Activity:
Rewrite the data below as a numbered list with one line per item, dropping any blank lines and leaving out the pictures.

Provided records:
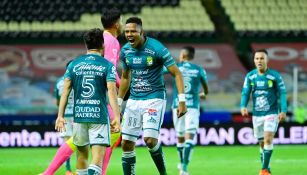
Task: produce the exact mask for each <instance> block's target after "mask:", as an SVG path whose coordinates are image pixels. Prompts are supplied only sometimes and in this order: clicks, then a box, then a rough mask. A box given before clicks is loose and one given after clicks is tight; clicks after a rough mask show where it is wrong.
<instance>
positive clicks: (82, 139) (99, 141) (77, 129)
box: [73, 123, 110, 146]
mask: <svg viewBox="0 0 307 175" xmlns="http://www.w3.org/2000/svg"><path fill="white" fill-rule="evenodd" d="M73 140H74V144H75V145H76V146H86V145H88V144H90V145H103V146H110V125H109V124H95V123H75V124H74V128H73Z"/></svg>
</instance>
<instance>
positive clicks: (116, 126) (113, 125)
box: [110, 119, 120, 133]
mask: <svg viewBox="0 0 307 175" xmlns="http://www.w3.org/2000/svg"><path fill="white" fill-rule="evenodd" d="M110 125H111V132H112V133H118V132H120V121H119V119H113V120H112V121H111V124H110Z"/></svg>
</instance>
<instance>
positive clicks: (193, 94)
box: [172, 46, 208, 175]
mask: <svg viewBox="0 0 307 175" xmlns="http://www.w3.org/2000/svg"><path fill="white" fill-rule="evenodd" d="M194 54H195V49H194V47H192V46H185V47H183V49H182V50H181V51H180V56H179V63H177V66H178V68H179V70H180V72H181V74H182V76H183V80H184V91H185V97H186V105H187V113H186V114H185V115H184V116H183V117H181V118H178V117H177V108H178V93H177V88H176V85H175V84H174V91H173V92H174V97H173V105H172V108H173V122H174V127H175V130H176V135H177V139H178V140H177V151H178V155H179V158H180V164H179V166H178V168H179V170H180V174H181V175H188V164H189V162H190V158H191V154H192V150H193V147H194V143H193V139H194V136H195V134H196V132H197V129H198V127H199V126H198V124H199V116H200V111H199V110H200V109H199V98H202V99H205V98H206V95H208V83H207V75H206V71H205V70H204V69H203V68H202V67H200V66H198V65H196V64H193V63H191V62H190V61H191V60H192V59H193V58H194ZM200 87H202V88H203V90H204V92H201V93H199V91H200Z"/></svg>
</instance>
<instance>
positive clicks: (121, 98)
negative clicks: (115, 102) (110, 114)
mask: <svg viewBox="0 0 307 175" xmlns="http://www.w3.org/2000/svg"><path fill="white" fill-rule="evenodd" d="M123 101H124V100H123V99H122V98H117V104H118V106H121V105H122V104H123Z"/></svg>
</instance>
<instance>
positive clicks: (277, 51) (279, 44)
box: [251, 42, 307, 115]
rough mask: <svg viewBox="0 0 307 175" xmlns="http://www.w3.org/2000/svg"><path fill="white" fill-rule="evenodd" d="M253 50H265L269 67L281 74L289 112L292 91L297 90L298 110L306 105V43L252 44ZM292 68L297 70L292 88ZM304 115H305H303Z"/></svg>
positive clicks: (275, 43)
mask: <svg viewBox="0 0 307 175" xmlns="http://www.w3.org/2000/svg"><path fill="white" fill-rule="evenodd" d="M251 46H252V49H253V50H257V49H263V48H264V49H266V50H267V51H268V57H269V67H270V68H273V69H276V70H278V71H280V72H281V73H282V77H283V79H284V81H285V84H286V88H287V90H288V99H289V102H290V103H289V105H288V106H289V110H292V109H293V108H292V106H291V105H292V103H291V102H292V100H293V99H292V98H293V93H292V91H293V89H295V88H297V93H298V100H297V104H298V107H299V108H305V107H306V104H307V43H306V42H305V43H253V44H252V45H251ZM294 67H296V68H297V70H298V78H297V81H298V83H297V84H298V85H297V87H294V78H293V77H294V73H293V72H294V71H293V70H294ZM305 115H306V114H305Z"/></svg>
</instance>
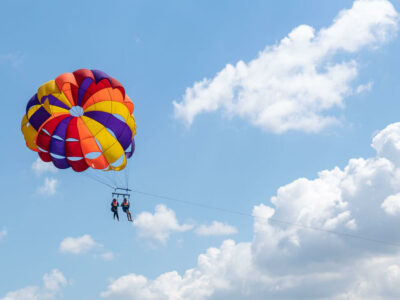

Solution to the exercise:
1. Task: produce the exact mask for each <instance> block's target after "mask:", as an SVG path whose coordinates are image pixels. Prompts are supplied only sometimes and in this order: clicks, then a box, then a rough mask. A box given before clicks is loose and one given after clicks is tight; clicks after a rough mask show where it is wrong.
2. <instance>
3. positive clicks: (82, 139) (99, 141) (77, 129)
4. box: [73, 123, 110, 146]
5. mask: <svg viewBox="0 0 307 175" xmlns="http://www.w3.org/2000/svg"><path fill="white" fill-rule="evenodd" d="M73 140H74V144H75V145H76V146H86V145H88V144H90V145H103V146H110V125H109V124H95V123H75V124H74V128H73Z"/></svg>
6. </instance>
7. <instance>
8. positive clicks: (116, 126) (113, 125)
9. box: [110, 119, 120, 133]
10. mask: <svg viewBox="0 0 307 175" xmlns="http://www.w3.org/2000/svg"><path fill="white" fill-rule="evenodd" d="M110 125H111V132H112V133H118V132H120V121H119V119H113V120H112V121H111V124H110Z"/></svg>
11. </instance>
12. <instance>
13. positive clicks: (193, 94)
14. box: [172, 46, 208, 175]
15. mask: <svg viewBox="0 0 307 175" xmlns="http://www.w3.org/2000/svg"><path fill="white" fill-rule="evenodd" d="M194 54H195V49H194V47H192V46H185V47H183V49H182V50H181V51H180V56H179V63H177V66H178V68H179V70H180V72H181V74H182V76H183V80H184V91H185V97H186V105H187V113H186V114H185V115H184V116H183V117H181V118H178V117H177V108H178V93H177V88H176V85H175V84H174V91H173V92H174V97H173V105H172V108H173V122H174V127H175V130H176V135H177V139H178V140H177V151H178V155H179V158H180V164H179V166H178V168H179V170H180V174H181V175H188V164H189V162H190V158H191V154H192V150H193V147H194V143H193V139H194V136H195V134H196V132H197V129H198V127H199V126H198V124H199V116H200V111H199V110H200V109H199V98H202V99H205V98H206V95H208V83H207V75H206V71H205V70H204V69H203V68H202V67H200V66H198V65H196V64H193V63H191V62H190V61H191V60H192V59H193V58H194ZM200 87H202V88H203V90H204V92H201V93H199V91H200Z"/></svg>
16. </instance>
17. <instance>
18. positive clicks: (121, 98)
19. negative clicks: (115, 102) (110, 114)
20. mask: <svg viewBox="0 0 307 175" xmlns="http://www.w3.org/2000/svg"><path fill="white" fill-rule="evenodd" d="M123 101H124V100H123V99H122V98H117V104H118V106H121V105H122V104H123Z"/></svg>
21. </instance>
22. <instance>
23. positive clicks: (277, 51) (279, 44)
24. box: [251, 42, 307, 115]
25. rough mask: <svg viewBox="0 0 307 175" xmlns="http://www.w3.org/2000/svg"><path fill="white" fill-rule="evenodd" d="M253 50H265L269 67L281 74L289 112L292 91L297 90L298 110L306 105V43L252 44ZM292 68L297 70L292 88ZM304 115H305H303Z"/></svg>
26. positive clicks: (275, 43)
27. mask: <svg viewBox="0 0 307 175" xmlns="http://www.w3.org/2000/svg"><path fill="white" fill-rule="evenodd" d="M251 46H252V49H253V50H257V49H263V48H264V49H266V50H267V51H268V57H269V67H270V68H273V69H276V70H278V71H280V72H281V73H282V77H283V79H284V81H285V84H286V88H287V90H288V99H289V102H290V103H289V105H288V106H289V110H292V109H293V108H292V106H291V105H292V103H291V102H292V100H293V99H292V98H293V93H292V91H293V89H295V88H297V93H298V100H297V104H298V107H299V108H305V107H306V104H307V43H306V42H305V43H253V44H252V45H251ZM294 67H296V68H297V70H298V78H297V81H298V83H297V84H298V85H297V87H294V78H293V77H294V73H293V72H294V71H293V70H294ZM305 115H306V114H305Z"/></svg>
28. </instance>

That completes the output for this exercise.